** start of Provided material **
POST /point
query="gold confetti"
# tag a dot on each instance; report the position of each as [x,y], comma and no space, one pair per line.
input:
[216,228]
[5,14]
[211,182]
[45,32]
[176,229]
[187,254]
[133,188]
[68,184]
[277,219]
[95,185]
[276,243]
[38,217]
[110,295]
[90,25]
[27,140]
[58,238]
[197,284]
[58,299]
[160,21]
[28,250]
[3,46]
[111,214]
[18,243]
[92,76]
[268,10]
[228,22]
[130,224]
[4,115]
** end of Provided material **
Exercise goal
Can you rewrite the material above with "gold" replaced by "silver" and every other part left unchanged?

Full solution
POST /point
query="silver confetti"
# tag a dot on each instance; report the position of each as [x,y], comma and no space, one pair per line.
input:
[216,228]
[5,14]
[211,182]
[45,32]
[176,229]
[187,254]
[133,188]
[68,184]
[277,219]
[95,185]
[276,243]
[38,217]
[110,295]
[90,25]
[27,140]
[58,238]
[197,284]
[58,299]
[160,21]
[28,250]
[3,46]
[111,214]
[18,243]
[92,76]
[268,10]
[228,22]
[130,224]
[4,115]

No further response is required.